**选段**
============================================================

Design a stack that supports push, pop, top, and retrieving the minimum element in constant time.

• push(x) -- Push element x onto stack.
• pop() -- Removes the element on top of the stack.
• top() -- Get the top element.
• getMin() -- Retrieve the minimum element in the stack.
  Example:

MinStack minStack = new MinStack();
minStack.push(-2);
minStack.push(0);
minStack.push(-3);
minStack.getMin();   --> Returns -3.
minStack.pop();
minStack.top();      --> Returns 0.
minStack.getMin();   --> Returns -2.

一刷
題解：在stack中存入的不是x, 而是x-min
例如3，4，2, 2
存入0，1（min=3), -1(min=2), 0
如果當前pop出來的小于0，則恢復原先的min

public class MinStack {
    Stack<Long> stack;
    long min = 0;

    /** initialize your data structure here. */
    public MinStack() {
        stack = new Stack<>();
    }
    
    public void push(int x) {
        if(stack.isEmpty()){
            stack.push(0L);
            min = x;
        }
        else{
            stack.push(x-min);
            if(x<min){
                min = x;
            }
        }
    }
    
    public void pop() {
        long cur = stack.pop();
        if(cur<0){
            long min_ori = min - cur;
            cur = cur + min_ori;
            min = min_ori;
        }
    }
    
    public int top() {
        long peek = stack.peek();
        if(peek>=0) return (int) (min+peek);
        else{
            long min_ori = min - peek;
            return (int) (peek + min_ori);
        }
    }
    
    public int getMin() {
        return (int)min;
    }
}

/**
 * Your MinStack object will be instantiated and called as such:
 * MinStack obj = new MinStack();
 * obj.push(x);
 * obj.pop();
 * int param_3 = obj.top();
 * int param_4 = obj.getMin();
 */

============================================================

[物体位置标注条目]
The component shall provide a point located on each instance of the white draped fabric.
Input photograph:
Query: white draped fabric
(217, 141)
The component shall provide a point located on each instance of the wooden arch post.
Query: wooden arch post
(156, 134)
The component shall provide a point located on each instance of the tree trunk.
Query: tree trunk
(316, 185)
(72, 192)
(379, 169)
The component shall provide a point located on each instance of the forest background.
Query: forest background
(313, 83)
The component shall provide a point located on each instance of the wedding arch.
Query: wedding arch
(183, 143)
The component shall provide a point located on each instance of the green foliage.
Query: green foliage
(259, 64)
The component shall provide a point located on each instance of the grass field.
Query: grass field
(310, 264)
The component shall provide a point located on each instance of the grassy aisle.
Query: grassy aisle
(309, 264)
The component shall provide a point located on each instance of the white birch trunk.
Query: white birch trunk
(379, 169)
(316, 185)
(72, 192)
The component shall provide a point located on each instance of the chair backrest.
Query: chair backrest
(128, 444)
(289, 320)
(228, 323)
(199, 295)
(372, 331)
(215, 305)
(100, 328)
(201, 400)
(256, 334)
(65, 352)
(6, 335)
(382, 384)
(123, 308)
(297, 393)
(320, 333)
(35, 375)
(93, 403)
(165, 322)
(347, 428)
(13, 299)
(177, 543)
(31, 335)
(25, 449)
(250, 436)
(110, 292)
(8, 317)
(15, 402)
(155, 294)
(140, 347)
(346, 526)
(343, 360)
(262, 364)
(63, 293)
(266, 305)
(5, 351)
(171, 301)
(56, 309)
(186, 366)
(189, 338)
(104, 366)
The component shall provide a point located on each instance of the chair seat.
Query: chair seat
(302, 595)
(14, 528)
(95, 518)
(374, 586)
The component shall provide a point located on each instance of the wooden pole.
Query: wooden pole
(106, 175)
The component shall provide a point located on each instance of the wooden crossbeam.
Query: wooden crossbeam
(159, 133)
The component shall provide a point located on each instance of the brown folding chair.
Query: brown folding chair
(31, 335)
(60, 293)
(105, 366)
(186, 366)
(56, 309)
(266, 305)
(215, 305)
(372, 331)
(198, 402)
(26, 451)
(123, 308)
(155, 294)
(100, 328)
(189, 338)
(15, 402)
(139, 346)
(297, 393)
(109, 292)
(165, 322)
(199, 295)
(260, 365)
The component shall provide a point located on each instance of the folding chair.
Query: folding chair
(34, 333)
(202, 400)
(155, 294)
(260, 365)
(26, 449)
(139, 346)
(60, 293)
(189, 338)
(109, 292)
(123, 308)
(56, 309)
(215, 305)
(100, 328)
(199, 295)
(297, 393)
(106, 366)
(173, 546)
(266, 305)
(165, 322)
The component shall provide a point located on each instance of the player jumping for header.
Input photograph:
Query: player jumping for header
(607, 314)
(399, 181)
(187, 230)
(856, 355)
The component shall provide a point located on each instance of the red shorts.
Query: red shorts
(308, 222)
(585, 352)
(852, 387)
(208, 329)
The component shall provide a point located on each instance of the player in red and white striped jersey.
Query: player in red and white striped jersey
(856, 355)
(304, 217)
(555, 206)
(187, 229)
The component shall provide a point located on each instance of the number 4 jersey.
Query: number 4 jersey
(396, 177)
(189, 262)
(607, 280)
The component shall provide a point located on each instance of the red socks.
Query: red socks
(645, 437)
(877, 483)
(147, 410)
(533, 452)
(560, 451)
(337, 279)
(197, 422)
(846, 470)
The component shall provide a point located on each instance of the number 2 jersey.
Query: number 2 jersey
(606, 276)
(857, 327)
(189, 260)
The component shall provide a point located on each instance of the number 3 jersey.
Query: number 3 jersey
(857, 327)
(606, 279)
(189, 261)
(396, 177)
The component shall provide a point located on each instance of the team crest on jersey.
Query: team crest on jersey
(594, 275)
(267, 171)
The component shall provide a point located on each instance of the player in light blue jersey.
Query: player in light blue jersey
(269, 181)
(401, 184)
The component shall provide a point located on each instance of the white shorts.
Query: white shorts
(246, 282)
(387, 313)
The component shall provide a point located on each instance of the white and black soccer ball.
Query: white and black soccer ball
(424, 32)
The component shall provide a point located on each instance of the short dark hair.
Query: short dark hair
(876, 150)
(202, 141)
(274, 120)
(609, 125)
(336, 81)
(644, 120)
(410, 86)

============================================================

**要做的事**
1/ 最小栈题解开头用圆点列了几项操作，把这些操作的名称全部写出来。
2/ 把最小栈题解里从“Design a stack”开始、到“--> Returns -3.”结束的这段原样打出来。
这些条目是从别处拿来的。

**参考答案**
1/ push(x)、pop()、top()、getMin()

2/
Design a stack that supports push, pop, top, and retrieving the minimum element in constant time.

• push(x) -- Push element x onto stack.
• pop() -- Removes the element on top of the stack.
• top() -- Get the top element.
• getMin() -- Retrieve the minimum element in the stack.
  Example:

MinStack minStack = new MinStack();
minStack.push(-2);
minStack.push(0);
minStack.push(-3);
minStack.getMin();   --> Returns -3.